___ Exercise material ___

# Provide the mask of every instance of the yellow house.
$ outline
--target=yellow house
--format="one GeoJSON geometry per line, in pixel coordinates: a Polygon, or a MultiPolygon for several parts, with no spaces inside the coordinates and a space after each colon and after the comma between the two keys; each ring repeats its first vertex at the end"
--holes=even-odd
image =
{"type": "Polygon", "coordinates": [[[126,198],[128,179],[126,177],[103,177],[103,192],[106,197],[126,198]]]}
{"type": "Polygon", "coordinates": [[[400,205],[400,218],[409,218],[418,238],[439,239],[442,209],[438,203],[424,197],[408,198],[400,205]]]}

___
___ Exercise material ___

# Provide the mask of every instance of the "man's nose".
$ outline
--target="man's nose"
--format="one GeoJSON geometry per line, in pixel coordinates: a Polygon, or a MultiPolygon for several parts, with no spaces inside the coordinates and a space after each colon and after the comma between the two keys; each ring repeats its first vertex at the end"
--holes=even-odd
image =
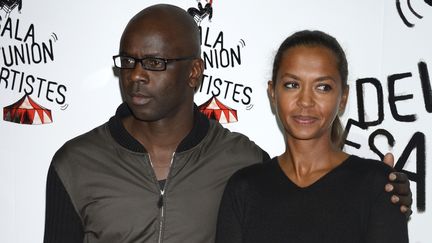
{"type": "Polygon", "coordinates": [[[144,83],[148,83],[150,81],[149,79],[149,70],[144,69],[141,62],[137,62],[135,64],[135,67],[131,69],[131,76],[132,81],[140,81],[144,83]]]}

___

= What you need to do =
Search the data for "house". Copy every matching line.

= Answer space =
# Provide the mask of every instance of the yellow house.
--target=yellow house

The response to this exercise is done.